Point localization data
---------------

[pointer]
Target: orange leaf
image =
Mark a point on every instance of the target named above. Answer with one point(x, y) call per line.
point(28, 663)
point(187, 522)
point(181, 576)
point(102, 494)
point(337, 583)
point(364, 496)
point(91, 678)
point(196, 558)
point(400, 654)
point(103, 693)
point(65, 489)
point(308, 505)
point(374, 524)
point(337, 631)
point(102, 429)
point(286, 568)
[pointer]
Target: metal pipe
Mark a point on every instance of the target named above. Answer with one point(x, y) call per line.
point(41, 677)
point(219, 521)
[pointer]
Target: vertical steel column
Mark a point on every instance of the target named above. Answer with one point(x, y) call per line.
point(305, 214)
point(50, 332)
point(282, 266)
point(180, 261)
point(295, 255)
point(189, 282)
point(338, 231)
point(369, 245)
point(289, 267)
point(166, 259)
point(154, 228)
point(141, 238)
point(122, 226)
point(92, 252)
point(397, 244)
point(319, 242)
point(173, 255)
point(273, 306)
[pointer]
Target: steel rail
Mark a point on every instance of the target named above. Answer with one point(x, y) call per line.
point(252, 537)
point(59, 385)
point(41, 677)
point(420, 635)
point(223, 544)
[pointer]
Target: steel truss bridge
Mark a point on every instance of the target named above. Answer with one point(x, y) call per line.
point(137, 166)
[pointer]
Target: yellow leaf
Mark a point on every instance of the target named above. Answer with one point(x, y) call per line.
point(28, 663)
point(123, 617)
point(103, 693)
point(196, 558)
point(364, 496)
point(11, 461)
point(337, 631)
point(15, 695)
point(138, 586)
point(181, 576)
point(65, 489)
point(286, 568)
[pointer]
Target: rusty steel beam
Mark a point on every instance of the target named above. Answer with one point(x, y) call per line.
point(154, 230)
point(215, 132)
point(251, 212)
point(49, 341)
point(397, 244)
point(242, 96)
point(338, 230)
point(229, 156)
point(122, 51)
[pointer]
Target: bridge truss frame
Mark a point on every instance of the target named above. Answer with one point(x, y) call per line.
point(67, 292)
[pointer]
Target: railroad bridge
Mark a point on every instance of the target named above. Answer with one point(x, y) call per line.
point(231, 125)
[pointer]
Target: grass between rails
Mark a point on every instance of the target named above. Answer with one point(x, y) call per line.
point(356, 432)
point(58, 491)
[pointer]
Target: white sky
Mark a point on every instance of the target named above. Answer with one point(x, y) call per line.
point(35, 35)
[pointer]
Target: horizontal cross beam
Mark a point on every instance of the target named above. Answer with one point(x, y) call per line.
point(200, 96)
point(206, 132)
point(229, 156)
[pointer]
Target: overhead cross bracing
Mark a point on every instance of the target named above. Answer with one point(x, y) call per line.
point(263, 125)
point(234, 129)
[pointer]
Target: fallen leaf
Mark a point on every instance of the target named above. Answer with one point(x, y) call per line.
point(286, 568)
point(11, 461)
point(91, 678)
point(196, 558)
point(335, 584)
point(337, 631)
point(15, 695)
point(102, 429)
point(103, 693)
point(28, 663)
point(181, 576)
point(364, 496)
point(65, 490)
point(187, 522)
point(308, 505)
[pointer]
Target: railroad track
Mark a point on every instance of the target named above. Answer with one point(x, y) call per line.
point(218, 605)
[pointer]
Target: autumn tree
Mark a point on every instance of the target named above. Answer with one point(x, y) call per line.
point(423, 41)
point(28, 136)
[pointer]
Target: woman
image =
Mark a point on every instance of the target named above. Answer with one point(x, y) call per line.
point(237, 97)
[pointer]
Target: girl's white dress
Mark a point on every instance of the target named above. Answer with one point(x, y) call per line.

---------------

* Work to complete
Copy every line of the records, leaving nothing out.

* Completed task
[pointer]
Target: orange leaf
image =
Mark a point on every instance of the target named above. Answer with one point(x, y) call per line.
point(28, 663)
point(187, 522)
point(181, 576)
point(102, 494)
point(337, 583)
point(364, 496)
point(91, 678)
point(196, 558)
point(400, 654)
point(103, 693)
point(65, 489)
point(308, 505)
point(374, 524)
point(337, 631)
point(102, 429)
point(286, 568)
[pointer]
Target: metal pipe
Mark a point on every instance of the target named above. Answer with one point(x, y) call per line.
point(41, 677)
point(219, 521)
[pointer]
Target: vertical steel column
Mark a point on every instance of the target named above. Answer with one point(x, y) call per line.
point(305, 214)
point(50, 332)
point(282, 266)
point(180, 261)
point(295, 255)
point(189, 282)
point(338, 231)
point(369, 245)
point(289, 267)
point(166, 259)
point(154, 228)
point(141, 238)
point(122, 226)
point(92, 252)
point(397, 244)
point(319, 242)
point(173, 255)
point(273, 306)
[pointer]
Target: steel rail
Mark a point on every instance of the target named above. Answer with one point(x, y) call per line.
point(252, 537)
point(59, 385)
point(41, 677)
point(420, 635)
point(223, 544)
[pointer]
Target: steel truss bridge
Mark a point on every instance of the target named above. Answer with one point(x, y) call per line.
point(137, 166)
[pointer]
Target: yellow leaf
Mark a point on every instance of the target named above. Answer with one point(x, y) call per line.
point(28, 663)
point(123, 617)
point(103, 693)
point(196, 558)
point(364, 496)
point(11, 461)
point(337, 631)
point(15, 695)
point(138, 586)
point(181, 576)
point(65, 489)
point(286, 568)
[pointer]
Target: rusty steel beam
Mark a point on every instance of the target named above. Answer with one point(x, y) call per line.
point(154, 230)
point(215, 132)
point(251, 212)
point(49, 341)
point(397, 244)
point(242, 96)
point(338, 230)
point(229, 156)
point(122, 51)
[pointer]
Target: bridge truss frame
Mark a point on every instance of the target named above. Answer with one point(x, y) call per line.
point(67, 292)
[pointer]
Target: railroad bridge
Mark a point on every instance of the target named above. Answer with one point(x, y) call per line.
point(231, 125)
[pointer]
Target: grass between rails
Mark a point on every instance of the target named above. Answer with one point(x, y) call per line.
point(356, 432)
point(58, 491)
[pointer]
Target: white sky
Mark a point on every instance of the target named above. Answer with one point(x, y) call per line.
point(35, 35)
[pointer]
Target: horizontal cross beam
Mark a point on every instance of the target named above. Answer with one point(x, y) call per line.
point(200, 96)
point(206, 132)
point(229, 156)
[pointer]
Target: overhead cross bracing
Mark a point on every instance of the target named above. Answer with one point(x, y) call per line.
point(263, 125)
point(234, 129)
[pointer]
Target: fallen leaf
Mark a point on every instance of the target named above. Answer with one point(x, y) call per line.
point(286, 568)
point(11, 461)
point(91, 678)
point(196, 558)
point(335, 584)
point(337, 631)
point(15, 695)
point(102, 429)
point(103, 693)
point(28, 663)
point(181, 576)
point(364, 496)
point(65, 490)
point(187, 522)
point(308, 505)
[pointer]
Target: railroad track
Mark a point on every instance of the target named above. Answer with one point(x, y) call per line.
point(218, 605)
[pointer]
Target: autumn tree
Mark a point on every instance of the target named above. Answer with one point(x, y) call per line.
point(423, 41)
point(28, 136)
[pointer]
Target: woman
image =
Mark a point on every instance of the target named above. Answer with one point(x, y) call per line.
point(237, 97)
[pointer]
Target: girl's white dress
Mark a point on every instance of the target named above. Answer with one point(x, y) call per line.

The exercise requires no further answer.